### [WRITTEN REQUEST A]
In the counting thread, what answer does the book give for the number of four-letter words?

How many words can be formed by taking 4 letters at a time from the letters of the word 'MORADABAD'?

Question

What I tried was: (9P4)/3!*2! This gave me a wrong answer (since the answer is 626).

I'm unable to make use of the hint provided in my book: "make cases".

Any help would be appreciated. :)

Answer 1

As the hint suggests, divide into cases, and count carefully.

Case 1: All $4$ letters distinct. There are $6$ different letters in our long word. We can arrange $4$ of them in a row in $(6)(5)(4)(3)$ ways. Alternately, e can choose the $4$ distinct letters in $\binom{6}{4}$ ways, and for each way arrange them in $4!$ ways, for a total of $\binom{6}{4}4!$.

Case 2: Two A's, the rest distinct. We can choose the places where the A's go in $\binom{4}{2}$ ways. For each such choice, there are $(5)(4)$ ways to fill the remaining slots with two distinct letters chosen from the remaining $5$.

Case 2': Two D's, the rest distinct. Same analysis, answer as Case 2.

Case 3: Two A's, two D's. The places where the A's go can be chosen in $\binom{4}{2}$ ways.

Case 4: Three A's. We can choose where the A's go in $\binom{4}{3}$ ways, and the remaining slot can be filled in $5$ ways.

Add up.

### [WRITTEN REQUEST B]
Reproduce every line of the records, requests included, from the line containing "# point at: fan" down to the line containing "x=354, y=787", both ends included. Add -110 to each coordinate in the answers.

(Collection entries)
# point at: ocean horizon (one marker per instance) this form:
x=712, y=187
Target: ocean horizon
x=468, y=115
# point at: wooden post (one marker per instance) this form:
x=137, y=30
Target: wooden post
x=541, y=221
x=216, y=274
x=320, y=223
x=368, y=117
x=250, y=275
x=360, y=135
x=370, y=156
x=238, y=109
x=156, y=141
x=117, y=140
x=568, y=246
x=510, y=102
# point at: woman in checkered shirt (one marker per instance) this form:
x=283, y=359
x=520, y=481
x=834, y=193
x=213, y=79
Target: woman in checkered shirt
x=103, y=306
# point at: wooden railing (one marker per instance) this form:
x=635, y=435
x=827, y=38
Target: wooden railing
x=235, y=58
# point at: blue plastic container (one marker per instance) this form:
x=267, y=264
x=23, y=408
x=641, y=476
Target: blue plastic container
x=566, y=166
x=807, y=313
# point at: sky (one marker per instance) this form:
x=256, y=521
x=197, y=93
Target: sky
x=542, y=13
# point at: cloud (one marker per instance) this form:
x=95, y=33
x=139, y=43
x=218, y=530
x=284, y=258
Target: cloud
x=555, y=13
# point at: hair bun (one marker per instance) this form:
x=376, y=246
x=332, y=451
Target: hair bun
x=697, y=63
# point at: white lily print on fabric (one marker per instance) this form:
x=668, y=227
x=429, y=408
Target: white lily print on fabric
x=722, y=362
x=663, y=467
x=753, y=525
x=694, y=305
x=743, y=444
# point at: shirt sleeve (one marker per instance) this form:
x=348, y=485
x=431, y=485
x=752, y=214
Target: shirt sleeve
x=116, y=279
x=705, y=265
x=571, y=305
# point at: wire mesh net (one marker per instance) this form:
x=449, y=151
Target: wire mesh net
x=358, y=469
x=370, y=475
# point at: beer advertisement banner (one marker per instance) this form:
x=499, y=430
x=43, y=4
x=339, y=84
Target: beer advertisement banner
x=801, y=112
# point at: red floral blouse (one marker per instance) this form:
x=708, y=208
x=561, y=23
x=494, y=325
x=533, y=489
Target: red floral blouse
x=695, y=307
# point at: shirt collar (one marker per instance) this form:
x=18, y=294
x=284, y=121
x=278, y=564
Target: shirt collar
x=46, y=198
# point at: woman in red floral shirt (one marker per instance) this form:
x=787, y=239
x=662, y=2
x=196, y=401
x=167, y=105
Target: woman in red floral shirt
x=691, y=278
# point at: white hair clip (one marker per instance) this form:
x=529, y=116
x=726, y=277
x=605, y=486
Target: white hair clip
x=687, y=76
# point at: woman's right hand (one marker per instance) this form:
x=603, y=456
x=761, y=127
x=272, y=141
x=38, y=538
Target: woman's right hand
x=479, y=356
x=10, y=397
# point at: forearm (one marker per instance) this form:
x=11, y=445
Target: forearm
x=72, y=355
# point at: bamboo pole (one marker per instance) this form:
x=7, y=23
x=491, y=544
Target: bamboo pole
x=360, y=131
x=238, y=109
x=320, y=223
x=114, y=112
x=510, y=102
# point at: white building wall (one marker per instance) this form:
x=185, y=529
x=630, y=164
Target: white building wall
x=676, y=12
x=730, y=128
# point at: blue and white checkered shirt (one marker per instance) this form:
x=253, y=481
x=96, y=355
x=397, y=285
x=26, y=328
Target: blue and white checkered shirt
==
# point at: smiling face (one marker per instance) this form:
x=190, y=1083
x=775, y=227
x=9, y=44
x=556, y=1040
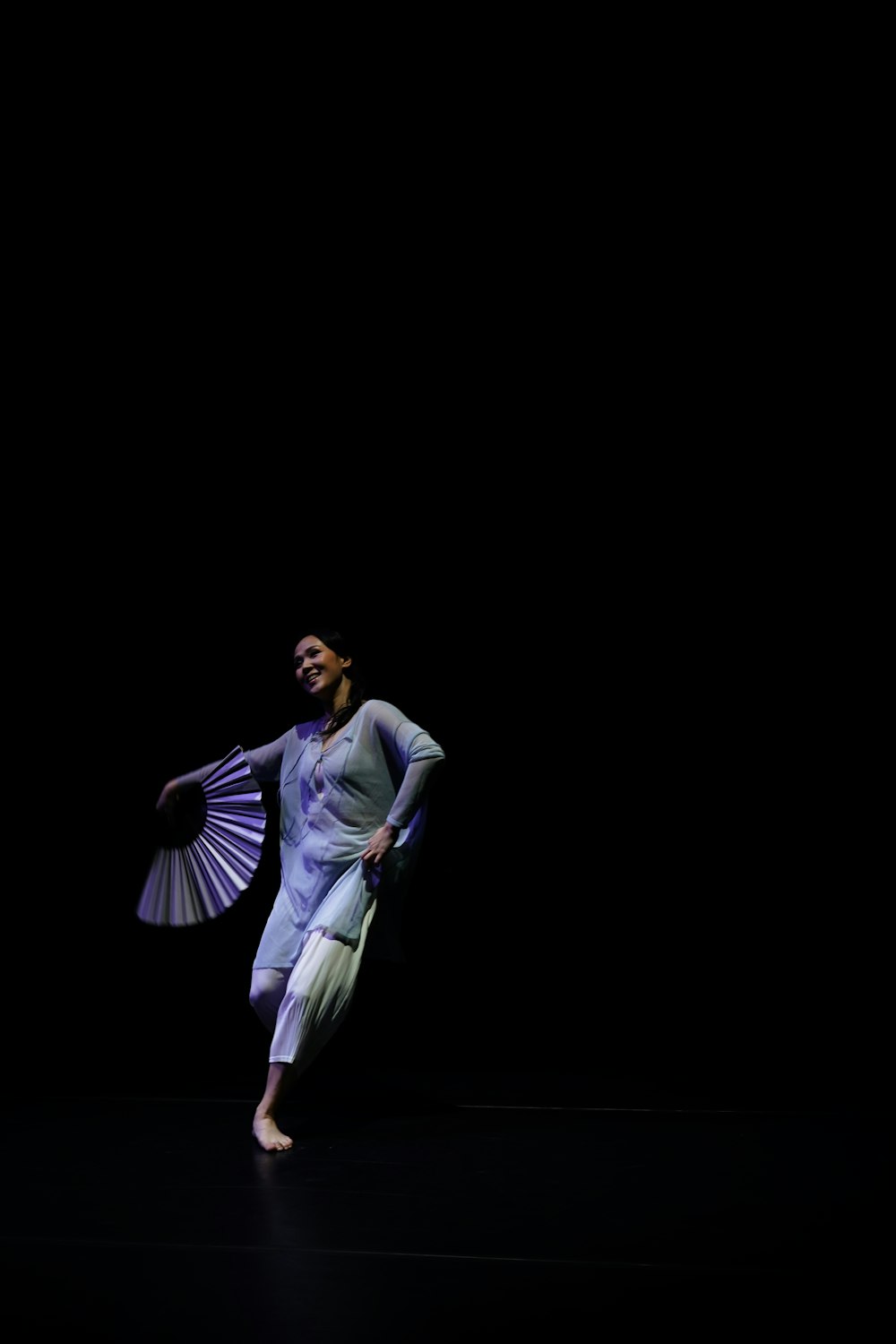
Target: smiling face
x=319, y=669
--
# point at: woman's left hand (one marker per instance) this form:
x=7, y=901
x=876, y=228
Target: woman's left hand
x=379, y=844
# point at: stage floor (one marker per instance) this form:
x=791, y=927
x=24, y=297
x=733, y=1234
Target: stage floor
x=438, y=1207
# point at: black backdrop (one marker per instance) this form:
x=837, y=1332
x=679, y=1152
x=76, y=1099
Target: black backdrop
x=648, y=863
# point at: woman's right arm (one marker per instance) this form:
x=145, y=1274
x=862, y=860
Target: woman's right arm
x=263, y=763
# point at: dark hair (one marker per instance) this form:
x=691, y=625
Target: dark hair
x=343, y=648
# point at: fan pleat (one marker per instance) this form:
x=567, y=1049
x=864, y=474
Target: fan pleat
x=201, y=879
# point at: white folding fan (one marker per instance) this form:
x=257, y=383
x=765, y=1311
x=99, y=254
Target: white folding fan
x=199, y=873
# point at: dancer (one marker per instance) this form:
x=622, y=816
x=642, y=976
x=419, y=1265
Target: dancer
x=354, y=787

### [FINAL RESULT A]
626

### [FINAL RESULT B]
# point at: fan pleat (one marker per instance) this form:
x=567, y=1049
x=864, y=474
Target: fan pleat
x=91, y=769
# point at: white folding fan (one marker per instance) this form:
x=257, y=383
x=765, y=1311
x=99, y=254
Target: white folding fan
x=89, y=763
# point at: dancer (one marker per instance) this form:
x=622, y=816
x=642, y=976
x=419, y=1265
Target: dancer
x=244, y=677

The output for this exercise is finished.